Keep to the lines from the one with "the red ribbon" through the end of the data, and write them out exactly.
[[ Exercise input, beginning ]]
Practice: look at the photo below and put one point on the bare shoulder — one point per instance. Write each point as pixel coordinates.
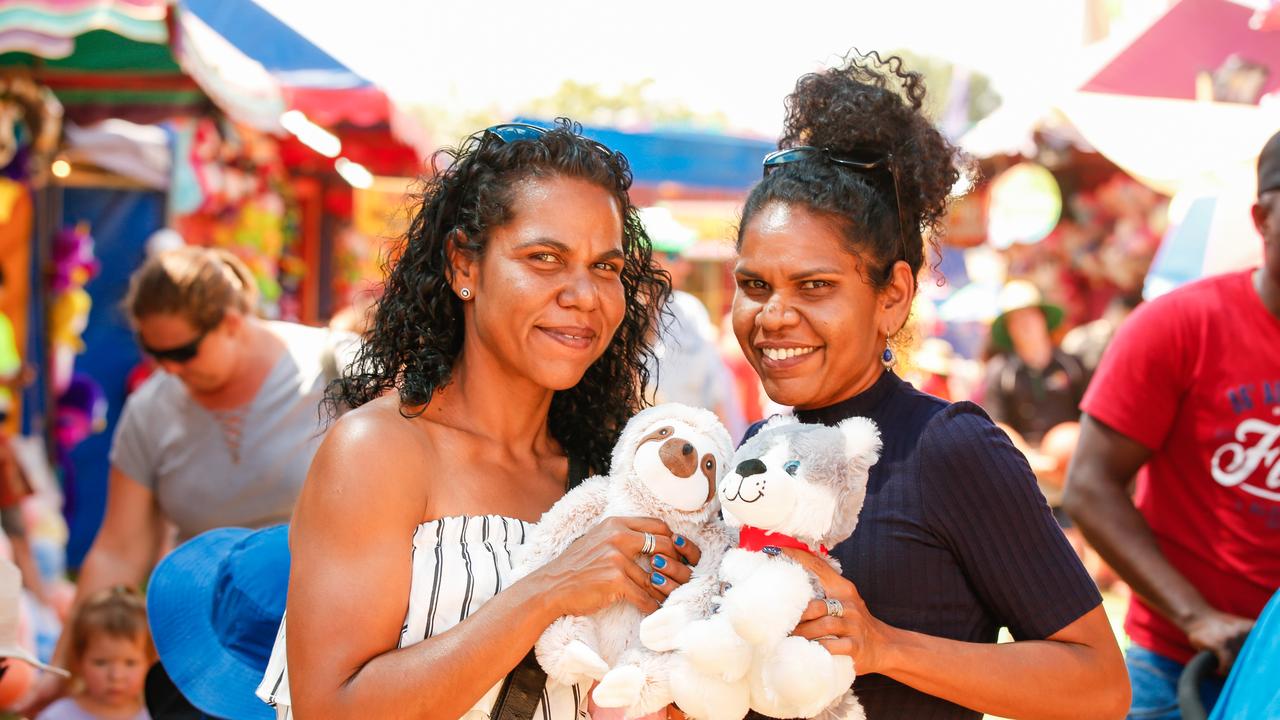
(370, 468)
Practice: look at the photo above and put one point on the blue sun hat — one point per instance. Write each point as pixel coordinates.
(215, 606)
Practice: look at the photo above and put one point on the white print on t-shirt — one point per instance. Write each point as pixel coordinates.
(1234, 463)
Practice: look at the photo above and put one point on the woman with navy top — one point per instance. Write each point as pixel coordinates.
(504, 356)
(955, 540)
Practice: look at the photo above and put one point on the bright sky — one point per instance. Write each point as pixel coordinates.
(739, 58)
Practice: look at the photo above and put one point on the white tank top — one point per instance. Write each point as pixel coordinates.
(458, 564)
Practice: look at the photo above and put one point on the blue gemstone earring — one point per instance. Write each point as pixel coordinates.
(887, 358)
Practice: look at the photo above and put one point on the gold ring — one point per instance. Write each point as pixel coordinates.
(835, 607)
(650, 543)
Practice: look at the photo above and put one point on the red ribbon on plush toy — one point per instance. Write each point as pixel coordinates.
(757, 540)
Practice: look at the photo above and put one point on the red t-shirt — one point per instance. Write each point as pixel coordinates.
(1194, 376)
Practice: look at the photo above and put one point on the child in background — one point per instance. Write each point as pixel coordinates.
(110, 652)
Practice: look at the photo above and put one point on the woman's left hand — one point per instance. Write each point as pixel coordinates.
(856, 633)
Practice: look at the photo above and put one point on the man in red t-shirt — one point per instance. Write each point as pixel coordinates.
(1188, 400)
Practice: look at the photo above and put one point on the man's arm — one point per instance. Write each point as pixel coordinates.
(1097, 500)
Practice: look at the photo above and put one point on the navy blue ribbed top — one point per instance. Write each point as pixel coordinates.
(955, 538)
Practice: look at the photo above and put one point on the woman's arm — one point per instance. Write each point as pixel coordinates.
[[ Exercise input, end ]]
> [Worked solution]:
Practice: look at the photo above and put one point on the red ribbon on plush toy — one point per instance. Write each point as pixel coordinates.
(757, 540)
Practice: look at the photo above and put one point on the red t-shirt — one point per instance. Write each point as pixel coordinates.
(1194, 376)
Practice: look at the photo above and put one point on the child in background — one point per instance. Write each point as pixel coordinates.
(110, 652)
Practice: look at the photo above and put one point on the woman's left hand — one point per instance. Write each point as pixel coordinates.
(856, 633)
Practice: look at the photo above and put one point on the man in red t-shirt — one point per instance. Write each point as pixel coordinates.
(1188, 400)
Practice: look at the photo above and put one point on the man's arm — one point per instance. Write each point as pixel coordinates.
(1097, 500)
Practice: look at the photo above and put one point on the navy blue ribbed top — one point per instance. Write each point as pixel coordinates.
(955, 538)
Practice: look at the photo above and put one point on the woman's arm — one point per instance. Write each point as pixel coordinates.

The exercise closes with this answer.